**Stated exercise:** Change "outline each instance" to "trace every instance" in the lines starting at "mask job: window frame" and ending at "Give the mask of every instance of the window", reproducing only those lines and leaving everything else in them as it stands.

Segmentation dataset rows
:::

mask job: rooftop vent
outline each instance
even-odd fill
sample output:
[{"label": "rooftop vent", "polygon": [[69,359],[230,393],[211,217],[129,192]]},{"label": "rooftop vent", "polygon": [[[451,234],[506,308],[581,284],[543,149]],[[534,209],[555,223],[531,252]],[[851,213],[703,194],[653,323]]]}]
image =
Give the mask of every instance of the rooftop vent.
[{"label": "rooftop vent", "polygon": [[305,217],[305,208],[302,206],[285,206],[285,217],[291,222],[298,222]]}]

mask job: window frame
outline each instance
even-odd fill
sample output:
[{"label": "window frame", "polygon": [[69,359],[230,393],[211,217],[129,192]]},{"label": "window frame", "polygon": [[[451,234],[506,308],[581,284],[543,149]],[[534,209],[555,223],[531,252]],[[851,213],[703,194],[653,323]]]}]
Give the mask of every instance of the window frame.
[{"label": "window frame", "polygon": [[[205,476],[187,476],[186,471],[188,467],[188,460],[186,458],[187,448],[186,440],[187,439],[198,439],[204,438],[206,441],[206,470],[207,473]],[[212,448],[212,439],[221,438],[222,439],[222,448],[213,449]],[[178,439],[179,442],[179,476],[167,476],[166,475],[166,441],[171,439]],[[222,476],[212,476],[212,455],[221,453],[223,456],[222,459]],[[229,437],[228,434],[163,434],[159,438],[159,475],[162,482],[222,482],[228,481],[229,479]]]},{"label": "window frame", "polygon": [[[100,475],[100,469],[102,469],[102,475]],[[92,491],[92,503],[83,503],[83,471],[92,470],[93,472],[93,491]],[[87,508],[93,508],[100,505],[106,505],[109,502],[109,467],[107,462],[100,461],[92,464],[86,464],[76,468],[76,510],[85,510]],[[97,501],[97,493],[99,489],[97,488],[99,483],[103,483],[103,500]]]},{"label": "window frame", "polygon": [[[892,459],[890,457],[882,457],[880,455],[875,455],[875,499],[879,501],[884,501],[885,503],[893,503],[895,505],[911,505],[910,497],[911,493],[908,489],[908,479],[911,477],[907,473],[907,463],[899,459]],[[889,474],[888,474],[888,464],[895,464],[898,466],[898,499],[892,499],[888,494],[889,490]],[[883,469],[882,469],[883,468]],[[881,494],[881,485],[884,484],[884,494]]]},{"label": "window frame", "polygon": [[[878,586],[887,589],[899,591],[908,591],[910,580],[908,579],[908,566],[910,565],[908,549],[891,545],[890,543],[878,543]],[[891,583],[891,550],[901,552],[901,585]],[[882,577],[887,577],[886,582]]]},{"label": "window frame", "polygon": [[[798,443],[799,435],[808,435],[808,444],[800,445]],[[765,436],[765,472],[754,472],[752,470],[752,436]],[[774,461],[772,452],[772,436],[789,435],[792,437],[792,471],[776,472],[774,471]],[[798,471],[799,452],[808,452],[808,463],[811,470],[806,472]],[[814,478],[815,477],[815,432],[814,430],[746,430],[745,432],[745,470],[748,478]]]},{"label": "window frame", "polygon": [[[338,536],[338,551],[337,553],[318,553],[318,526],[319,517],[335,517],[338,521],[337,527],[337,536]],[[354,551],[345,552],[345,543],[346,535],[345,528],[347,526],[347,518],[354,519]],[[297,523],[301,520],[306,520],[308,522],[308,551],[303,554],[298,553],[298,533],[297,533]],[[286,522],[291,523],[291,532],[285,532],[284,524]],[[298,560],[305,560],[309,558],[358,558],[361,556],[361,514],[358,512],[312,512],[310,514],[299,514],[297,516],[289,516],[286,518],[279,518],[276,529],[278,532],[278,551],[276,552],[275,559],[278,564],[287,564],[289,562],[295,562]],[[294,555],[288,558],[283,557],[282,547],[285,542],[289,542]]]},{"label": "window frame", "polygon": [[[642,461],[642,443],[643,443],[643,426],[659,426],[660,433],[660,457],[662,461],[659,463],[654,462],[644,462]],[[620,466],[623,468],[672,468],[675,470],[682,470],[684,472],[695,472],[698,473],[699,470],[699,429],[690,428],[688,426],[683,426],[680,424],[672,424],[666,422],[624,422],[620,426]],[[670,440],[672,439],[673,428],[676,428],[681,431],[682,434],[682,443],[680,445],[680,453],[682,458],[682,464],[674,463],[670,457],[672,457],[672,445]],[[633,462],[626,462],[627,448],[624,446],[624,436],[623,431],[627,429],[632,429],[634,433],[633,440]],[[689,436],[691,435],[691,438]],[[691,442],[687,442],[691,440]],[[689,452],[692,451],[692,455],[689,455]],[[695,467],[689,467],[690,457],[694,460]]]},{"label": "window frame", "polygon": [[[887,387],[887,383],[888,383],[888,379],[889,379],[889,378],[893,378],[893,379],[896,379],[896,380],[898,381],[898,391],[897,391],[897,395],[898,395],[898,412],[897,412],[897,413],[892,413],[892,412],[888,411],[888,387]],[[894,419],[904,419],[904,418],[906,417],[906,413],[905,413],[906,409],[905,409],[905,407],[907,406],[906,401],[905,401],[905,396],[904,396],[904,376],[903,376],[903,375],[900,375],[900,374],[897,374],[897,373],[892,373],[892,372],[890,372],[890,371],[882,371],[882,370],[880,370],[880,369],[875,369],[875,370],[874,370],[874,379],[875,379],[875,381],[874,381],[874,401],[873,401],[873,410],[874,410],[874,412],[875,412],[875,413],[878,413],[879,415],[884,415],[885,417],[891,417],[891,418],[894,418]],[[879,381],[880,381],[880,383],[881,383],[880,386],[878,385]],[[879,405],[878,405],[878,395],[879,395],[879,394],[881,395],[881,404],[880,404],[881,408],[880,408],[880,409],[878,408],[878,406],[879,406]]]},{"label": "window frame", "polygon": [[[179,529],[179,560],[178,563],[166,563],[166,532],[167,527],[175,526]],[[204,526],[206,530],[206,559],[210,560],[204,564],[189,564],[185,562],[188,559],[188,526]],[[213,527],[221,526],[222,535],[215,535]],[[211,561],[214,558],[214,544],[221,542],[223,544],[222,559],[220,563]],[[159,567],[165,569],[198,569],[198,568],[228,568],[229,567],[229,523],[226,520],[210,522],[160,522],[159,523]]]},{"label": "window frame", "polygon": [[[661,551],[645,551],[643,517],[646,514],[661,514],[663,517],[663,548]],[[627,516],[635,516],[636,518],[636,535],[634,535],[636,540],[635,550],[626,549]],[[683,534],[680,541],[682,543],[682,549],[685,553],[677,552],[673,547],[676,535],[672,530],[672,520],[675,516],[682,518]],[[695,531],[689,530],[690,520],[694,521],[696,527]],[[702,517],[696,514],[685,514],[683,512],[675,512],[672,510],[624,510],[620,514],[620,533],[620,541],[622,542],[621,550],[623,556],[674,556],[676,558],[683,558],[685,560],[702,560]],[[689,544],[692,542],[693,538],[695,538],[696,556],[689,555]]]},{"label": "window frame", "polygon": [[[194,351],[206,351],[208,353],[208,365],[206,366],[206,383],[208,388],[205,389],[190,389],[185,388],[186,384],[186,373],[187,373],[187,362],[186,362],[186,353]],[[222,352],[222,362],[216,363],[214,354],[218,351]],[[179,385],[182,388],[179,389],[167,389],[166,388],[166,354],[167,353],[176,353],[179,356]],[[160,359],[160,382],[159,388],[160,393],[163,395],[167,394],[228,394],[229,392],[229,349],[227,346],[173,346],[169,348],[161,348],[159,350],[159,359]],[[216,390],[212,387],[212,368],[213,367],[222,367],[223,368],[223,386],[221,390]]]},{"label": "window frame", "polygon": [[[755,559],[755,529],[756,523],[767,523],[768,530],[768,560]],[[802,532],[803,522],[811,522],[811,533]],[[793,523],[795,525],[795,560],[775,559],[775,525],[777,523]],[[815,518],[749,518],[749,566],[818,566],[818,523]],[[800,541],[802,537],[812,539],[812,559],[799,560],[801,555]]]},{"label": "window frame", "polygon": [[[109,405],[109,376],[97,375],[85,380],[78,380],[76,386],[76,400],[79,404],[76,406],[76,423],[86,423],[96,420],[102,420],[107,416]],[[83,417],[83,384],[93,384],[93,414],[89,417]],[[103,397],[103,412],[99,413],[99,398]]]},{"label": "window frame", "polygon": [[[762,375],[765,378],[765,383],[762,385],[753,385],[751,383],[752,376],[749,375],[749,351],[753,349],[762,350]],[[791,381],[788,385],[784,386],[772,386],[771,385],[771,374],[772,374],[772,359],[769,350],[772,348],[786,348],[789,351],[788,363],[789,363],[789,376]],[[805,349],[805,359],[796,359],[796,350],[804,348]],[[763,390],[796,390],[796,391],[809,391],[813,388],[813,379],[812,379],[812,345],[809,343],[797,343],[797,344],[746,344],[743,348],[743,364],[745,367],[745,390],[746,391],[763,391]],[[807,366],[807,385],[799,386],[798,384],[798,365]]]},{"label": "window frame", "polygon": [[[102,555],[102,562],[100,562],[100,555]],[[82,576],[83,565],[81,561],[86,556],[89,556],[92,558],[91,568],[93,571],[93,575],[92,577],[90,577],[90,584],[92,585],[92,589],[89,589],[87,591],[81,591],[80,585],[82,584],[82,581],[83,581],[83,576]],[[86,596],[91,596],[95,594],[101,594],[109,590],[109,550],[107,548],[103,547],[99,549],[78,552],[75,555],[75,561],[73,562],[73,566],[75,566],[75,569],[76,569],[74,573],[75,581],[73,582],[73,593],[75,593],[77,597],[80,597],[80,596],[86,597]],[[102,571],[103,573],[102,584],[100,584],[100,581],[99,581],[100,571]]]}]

:::

**Task result:**
mask job: window frame
trace every instance
even-odd fill
sample output:
[{"label": "window frame", "polygon": [[69,359],[230,393],[211,217],[129,192]]},{"label": "window frame", "polygon": [[[451,234],[506,308],[581,284],[543,149]],[[534,209],[555,223],[531,252]],[[851,213],[703,194],[653,323]]]}]
Give the mask of every instance of the window frame.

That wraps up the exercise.